> [Your goal]:
From the line that has "grass field in the photo above." down to the final line of the listing below, transcribe every line exactly, and only those.

[Point annotation dataset records]
━━━━━━
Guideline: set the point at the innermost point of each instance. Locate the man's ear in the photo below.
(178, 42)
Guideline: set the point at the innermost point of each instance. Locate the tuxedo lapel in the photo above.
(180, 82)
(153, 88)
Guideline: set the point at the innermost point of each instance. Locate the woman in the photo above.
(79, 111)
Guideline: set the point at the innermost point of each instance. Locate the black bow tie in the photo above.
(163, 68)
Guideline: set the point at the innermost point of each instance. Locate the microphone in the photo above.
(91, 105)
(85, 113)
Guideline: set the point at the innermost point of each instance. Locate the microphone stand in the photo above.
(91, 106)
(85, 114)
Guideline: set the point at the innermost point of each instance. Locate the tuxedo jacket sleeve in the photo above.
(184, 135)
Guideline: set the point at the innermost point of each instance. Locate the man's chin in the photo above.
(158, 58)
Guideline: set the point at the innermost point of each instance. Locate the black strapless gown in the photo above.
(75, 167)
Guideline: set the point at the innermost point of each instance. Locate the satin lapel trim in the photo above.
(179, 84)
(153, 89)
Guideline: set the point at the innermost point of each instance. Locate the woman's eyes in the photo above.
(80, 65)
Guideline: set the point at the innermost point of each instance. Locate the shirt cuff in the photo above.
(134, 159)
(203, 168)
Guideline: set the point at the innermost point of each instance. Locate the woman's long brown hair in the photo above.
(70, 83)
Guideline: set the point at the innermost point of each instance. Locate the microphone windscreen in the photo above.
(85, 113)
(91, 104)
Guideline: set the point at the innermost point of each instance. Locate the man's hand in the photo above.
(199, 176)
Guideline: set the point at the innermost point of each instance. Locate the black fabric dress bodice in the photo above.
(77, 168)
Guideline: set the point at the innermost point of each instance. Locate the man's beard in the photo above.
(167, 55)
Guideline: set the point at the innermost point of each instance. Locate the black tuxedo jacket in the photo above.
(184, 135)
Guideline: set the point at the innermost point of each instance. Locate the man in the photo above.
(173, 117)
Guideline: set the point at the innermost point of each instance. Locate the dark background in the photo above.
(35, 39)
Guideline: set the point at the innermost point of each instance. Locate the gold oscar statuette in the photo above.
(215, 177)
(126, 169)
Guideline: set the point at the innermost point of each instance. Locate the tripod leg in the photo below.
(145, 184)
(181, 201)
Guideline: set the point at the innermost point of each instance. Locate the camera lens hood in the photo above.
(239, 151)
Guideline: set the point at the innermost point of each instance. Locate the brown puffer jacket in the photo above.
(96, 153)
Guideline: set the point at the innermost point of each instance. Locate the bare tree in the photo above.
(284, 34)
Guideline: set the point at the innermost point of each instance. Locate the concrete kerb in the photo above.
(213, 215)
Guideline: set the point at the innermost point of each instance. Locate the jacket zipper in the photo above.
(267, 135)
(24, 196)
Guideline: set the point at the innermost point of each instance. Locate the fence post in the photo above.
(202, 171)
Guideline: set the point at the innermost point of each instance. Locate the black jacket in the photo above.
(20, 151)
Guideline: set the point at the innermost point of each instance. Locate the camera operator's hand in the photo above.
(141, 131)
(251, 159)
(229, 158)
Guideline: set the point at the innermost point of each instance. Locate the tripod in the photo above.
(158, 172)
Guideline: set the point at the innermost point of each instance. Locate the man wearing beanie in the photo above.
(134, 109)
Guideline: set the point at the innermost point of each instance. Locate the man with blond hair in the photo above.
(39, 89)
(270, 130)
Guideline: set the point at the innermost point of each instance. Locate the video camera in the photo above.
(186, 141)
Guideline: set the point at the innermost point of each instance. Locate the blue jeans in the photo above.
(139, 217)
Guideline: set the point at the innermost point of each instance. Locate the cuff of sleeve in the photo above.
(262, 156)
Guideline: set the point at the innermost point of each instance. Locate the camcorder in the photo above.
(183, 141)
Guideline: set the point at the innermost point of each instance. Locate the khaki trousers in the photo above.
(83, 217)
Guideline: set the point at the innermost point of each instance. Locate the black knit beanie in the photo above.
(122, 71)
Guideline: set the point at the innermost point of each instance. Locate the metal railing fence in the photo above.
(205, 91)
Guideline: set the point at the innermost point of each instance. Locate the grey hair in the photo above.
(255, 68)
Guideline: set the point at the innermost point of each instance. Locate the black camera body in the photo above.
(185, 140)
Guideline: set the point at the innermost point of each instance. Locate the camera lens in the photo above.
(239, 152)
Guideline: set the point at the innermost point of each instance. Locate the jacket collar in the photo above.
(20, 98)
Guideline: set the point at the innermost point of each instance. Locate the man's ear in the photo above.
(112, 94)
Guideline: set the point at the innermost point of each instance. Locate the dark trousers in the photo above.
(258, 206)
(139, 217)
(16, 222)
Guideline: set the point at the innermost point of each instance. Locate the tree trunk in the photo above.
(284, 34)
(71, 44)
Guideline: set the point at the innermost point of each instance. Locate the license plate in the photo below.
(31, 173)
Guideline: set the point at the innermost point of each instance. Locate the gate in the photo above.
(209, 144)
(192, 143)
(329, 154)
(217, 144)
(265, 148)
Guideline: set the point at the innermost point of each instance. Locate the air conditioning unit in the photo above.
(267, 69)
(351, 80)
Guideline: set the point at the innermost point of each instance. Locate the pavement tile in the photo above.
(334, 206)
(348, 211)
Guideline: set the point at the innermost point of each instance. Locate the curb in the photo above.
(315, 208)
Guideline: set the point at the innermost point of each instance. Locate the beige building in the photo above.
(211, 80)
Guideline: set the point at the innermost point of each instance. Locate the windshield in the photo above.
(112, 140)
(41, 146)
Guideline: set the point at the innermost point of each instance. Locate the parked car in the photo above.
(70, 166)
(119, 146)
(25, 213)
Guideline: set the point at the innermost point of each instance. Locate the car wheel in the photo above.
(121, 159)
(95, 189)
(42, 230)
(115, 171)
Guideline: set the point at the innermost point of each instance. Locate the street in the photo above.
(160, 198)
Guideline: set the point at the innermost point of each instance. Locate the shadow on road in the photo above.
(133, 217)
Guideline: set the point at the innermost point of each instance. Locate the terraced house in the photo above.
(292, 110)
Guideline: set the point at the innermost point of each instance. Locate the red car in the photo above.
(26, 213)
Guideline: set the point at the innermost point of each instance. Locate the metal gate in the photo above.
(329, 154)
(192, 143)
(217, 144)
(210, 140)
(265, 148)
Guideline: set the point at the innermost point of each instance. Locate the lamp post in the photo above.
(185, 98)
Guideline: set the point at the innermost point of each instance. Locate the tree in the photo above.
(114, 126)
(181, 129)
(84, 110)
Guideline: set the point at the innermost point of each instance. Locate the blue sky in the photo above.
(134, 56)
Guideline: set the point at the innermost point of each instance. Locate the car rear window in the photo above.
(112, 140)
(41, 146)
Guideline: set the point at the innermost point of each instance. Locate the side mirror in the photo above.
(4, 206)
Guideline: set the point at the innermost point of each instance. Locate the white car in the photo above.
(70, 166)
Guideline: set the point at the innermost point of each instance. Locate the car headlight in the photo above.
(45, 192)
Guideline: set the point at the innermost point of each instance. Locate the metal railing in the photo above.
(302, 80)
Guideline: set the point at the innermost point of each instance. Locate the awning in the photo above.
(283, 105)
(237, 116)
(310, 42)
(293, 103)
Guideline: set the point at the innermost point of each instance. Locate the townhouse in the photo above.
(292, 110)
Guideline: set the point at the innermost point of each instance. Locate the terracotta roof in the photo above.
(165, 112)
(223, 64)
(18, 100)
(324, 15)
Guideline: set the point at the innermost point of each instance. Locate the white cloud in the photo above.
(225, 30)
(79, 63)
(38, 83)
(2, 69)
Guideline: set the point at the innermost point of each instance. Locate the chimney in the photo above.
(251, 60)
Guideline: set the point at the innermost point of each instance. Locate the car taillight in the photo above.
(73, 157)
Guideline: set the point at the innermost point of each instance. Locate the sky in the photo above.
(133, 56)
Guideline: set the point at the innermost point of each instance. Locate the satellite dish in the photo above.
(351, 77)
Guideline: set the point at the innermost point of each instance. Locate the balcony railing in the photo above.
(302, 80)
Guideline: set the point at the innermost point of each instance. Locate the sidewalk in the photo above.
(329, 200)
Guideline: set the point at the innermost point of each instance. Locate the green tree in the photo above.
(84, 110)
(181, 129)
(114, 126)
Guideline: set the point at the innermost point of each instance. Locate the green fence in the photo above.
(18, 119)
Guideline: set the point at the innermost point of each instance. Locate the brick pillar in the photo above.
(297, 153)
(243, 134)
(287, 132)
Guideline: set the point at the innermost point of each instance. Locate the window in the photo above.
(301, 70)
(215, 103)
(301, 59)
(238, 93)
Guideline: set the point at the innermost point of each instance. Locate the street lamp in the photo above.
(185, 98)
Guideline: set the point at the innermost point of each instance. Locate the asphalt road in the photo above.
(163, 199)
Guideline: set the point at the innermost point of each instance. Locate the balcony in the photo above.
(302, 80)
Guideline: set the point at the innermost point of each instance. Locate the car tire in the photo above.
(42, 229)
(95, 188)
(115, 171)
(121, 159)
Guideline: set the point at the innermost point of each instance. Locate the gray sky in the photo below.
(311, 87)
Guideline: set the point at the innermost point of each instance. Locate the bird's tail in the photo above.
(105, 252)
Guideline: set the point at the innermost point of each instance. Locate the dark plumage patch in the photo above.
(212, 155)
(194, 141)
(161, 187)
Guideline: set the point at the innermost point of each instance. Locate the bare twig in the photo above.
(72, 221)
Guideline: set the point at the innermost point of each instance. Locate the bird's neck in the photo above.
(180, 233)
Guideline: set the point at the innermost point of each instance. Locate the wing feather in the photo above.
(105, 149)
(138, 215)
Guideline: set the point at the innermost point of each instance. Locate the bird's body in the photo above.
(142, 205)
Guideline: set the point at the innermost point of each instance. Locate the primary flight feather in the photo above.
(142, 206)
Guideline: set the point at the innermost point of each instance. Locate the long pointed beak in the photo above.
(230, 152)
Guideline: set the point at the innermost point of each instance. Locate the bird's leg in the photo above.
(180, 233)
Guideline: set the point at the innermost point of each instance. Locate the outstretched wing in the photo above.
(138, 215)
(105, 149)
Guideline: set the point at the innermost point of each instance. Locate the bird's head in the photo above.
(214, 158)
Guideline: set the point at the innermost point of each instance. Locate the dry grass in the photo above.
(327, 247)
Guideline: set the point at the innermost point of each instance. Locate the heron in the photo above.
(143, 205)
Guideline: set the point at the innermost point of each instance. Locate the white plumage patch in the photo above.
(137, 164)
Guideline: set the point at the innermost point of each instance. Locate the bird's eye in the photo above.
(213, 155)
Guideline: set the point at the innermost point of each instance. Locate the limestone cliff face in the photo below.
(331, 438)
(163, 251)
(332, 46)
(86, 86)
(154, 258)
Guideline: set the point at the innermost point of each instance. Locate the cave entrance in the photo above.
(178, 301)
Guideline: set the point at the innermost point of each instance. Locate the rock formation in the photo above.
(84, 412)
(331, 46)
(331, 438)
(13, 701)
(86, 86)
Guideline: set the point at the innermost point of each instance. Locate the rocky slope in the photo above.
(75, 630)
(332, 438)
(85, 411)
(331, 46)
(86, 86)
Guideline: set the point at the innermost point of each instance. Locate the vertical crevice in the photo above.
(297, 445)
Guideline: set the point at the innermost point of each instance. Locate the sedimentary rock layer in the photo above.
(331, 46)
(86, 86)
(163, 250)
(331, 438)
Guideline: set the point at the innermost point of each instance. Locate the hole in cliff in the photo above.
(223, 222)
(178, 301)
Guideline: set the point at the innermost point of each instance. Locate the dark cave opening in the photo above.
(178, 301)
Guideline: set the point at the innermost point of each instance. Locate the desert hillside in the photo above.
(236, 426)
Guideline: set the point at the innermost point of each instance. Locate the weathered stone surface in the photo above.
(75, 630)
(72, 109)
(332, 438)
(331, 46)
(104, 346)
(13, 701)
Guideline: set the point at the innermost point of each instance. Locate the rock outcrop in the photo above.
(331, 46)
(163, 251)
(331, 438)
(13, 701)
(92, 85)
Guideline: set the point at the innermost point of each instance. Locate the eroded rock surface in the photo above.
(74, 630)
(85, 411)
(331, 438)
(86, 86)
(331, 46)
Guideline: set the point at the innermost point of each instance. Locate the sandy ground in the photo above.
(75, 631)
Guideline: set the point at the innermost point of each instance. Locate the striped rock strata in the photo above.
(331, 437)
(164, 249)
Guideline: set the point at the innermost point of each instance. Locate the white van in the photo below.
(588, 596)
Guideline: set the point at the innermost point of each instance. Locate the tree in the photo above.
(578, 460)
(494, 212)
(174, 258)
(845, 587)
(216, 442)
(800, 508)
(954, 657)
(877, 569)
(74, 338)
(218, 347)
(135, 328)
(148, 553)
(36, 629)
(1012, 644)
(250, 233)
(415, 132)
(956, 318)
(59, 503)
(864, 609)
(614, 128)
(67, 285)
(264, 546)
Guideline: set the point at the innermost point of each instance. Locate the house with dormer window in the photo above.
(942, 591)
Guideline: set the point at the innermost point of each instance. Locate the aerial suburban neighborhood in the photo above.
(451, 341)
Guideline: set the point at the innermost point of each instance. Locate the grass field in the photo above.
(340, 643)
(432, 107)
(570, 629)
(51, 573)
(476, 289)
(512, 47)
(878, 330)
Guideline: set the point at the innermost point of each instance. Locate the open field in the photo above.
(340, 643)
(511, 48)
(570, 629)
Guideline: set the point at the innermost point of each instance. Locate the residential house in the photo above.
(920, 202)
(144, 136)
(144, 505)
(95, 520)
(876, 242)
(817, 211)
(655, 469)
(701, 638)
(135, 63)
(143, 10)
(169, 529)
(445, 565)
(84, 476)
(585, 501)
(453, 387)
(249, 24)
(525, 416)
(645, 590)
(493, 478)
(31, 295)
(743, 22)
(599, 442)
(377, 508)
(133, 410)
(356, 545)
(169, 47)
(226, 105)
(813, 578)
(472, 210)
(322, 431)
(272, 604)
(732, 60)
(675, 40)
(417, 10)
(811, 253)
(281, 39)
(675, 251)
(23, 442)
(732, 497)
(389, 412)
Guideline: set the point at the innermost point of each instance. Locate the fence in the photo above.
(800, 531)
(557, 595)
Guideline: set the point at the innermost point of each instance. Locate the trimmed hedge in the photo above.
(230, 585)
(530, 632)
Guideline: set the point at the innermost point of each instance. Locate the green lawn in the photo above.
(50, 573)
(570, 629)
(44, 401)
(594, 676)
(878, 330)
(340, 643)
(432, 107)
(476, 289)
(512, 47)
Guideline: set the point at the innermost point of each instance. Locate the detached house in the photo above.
━━━━━━
> [Expected output]:
Guideline: set the point at the innermost point of each instance. Locate the grass field in the photo above.
(340, 643)
(432, 107)
(570, 629)
(51, 573)
(476, 289)
(512, 47)
(878, 330)
Guideline: set the point at the innermost point of each instance. Locate the open field in the photo above.
(340, 643)
(511, 48)
(570, 629)
Guideline: set the point at the innermost point of each instance. Locate the residential house in the photo above.
(920, 202)
(144, 136)
(144, 505)
(95, 520)
(876, 242)
(817, 211)
(655, 469)
(701, 638)
(135, 63)
(143, 10)
(169, 529)
(445, 565)
(84, 476)
(585, 501)
(453, 387)
(249, 24)
(525, 416)
(645, 590)
(493, 478)
(31, 295)
(743, 22)
(599, 442)
(377, 508)
(133, 410)
(356, 545)
(169, 47)
(226, 105)
(813, 578)
(472, 210)
(322, 431)
(272, 604)
(732, 60)
(675, 40)
(417, 10)
(811, 253)
(281, 39)
(675, 251)
(23, 442)
(732, 497)
(389, 412)
Guideline: set the point at the innermost point of each instance. Locate the fence in the photo above.
(800, 531)
(557, 595)
Guideline: set the point at the innermost point of each instance. Locate the trimmed hedge in the photo above.
(230, 585)
(530, 632)
Guideline: set the point at the innermost point of each instance. Locate the green lawn in the photo above.
(50, 573)
(570, 629)
(44, 401)
(594, 676)
(878, 330)
(340, 643)
(432, 107)
(476, 289)
(512, 47)
Guideline: set the point at the innermost point of each instance. Locate the detached house in the photo above.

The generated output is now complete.